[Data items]

--------

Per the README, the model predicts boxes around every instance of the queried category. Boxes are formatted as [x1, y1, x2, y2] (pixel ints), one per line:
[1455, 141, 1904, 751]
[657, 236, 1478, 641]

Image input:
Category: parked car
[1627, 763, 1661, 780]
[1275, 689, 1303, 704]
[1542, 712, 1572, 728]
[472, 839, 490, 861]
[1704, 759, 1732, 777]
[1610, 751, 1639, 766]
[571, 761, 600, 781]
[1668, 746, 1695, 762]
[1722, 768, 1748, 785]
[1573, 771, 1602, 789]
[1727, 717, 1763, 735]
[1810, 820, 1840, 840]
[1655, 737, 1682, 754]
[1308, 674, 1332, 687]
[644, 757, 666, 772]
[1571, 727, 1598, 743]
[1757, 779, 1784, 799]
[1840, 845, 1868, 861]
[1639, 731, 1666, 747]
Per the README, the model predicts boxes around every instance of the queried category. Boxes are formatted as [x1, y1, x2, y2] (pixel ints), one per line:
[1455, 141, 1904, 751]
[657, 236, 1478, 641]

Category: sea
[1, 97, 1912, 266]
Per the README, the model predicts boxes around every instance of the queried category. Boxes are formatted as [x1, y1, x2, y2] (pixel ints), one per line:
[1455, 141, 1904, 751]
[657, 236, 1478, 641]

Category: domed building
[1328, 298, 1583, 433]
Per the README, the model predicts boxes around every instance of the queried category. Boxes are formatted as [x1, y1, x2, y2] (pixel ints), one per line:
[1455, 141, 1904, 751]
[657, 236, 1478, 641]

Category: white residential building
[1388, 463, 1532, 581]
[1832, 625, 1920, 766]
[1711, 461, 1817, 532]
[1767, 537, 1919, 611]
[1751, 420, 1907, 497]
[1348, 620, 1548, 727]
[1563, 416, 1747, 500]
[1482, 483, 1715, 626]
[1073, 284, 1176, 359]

--------

Instructions to follow:
Print the data above exactly as it reads.

Answer to the problem:
Per the README, the model predicts boxes around every instance of the queried category. Boxes are formatted as [x1, y1, x2, y2] (pixel ints), one per line:
[1455, 141, 1904, 751]
[657, 236, 1478, 641]

Image input:
Category: parked car
[1627, 763, 1661, 780]
[1275, 689, 1303, 704]
[1542, 712, 1572, 728]
[472, 839, 490, 861]
[1704, 759, 1732, 777]
[1610, 751, 1639, 766]
[571, 761, 600, 781]
[1668, 746, 1695, 762]
[1722, 768, 1748, 785]
[1573, 771, 1602, 789]
[1727, 717, 1763, 735]
[1810, 820, 1840, 840]
[1655, 737, 1682, 754]
[1308, 674, 1332, 687]
[644, 757, 666, 772]
[1571, 727, 1598, 743]
[1757, 779, 1784, 799]
[1840, 845, 1868, 861]
[1639, 731, 1666, 747]
Per the README, the model predicts boxes around every instance of the queried category. Boxes are formatted as [x1, y1, x2, y2] (pixel ints), one per line:
[1455, 141, 1904, 751]
[657, 236, 1478, 641]

Category: sea
[1, 97, 1912, 266]
Per the README, the model predicts boxes around every instance of the queried category. Boxes are formatted as [x1, y1, x2, y2] (pixel ints), one per line:
[1455, 141, 1904, 751]
[657, 236, 1478, 641]

Category: domed building
[1328, 298, 1583, 433]
Per the README, the model predicts boxes around every instance of the queried category. Boxes are formatted as [x1, y1, x2, y2] (pixel ints), one per line:
[1455, 141, 1904, 751]
[657, 236, 1478, 641]

Category: white residential building
[1388, 463, 1532, 581]
[1832, 625, 1920, 766]
[1711, 461, 1817, 532]
[1767, 537, 1919, 611]
[1751, 420, 1907, 497]
[1348, 620, 1548, 727]
[1563, 416, 1747, 500]
[1482, 483, 1715, 626]
[1073, 284, 1176, 359]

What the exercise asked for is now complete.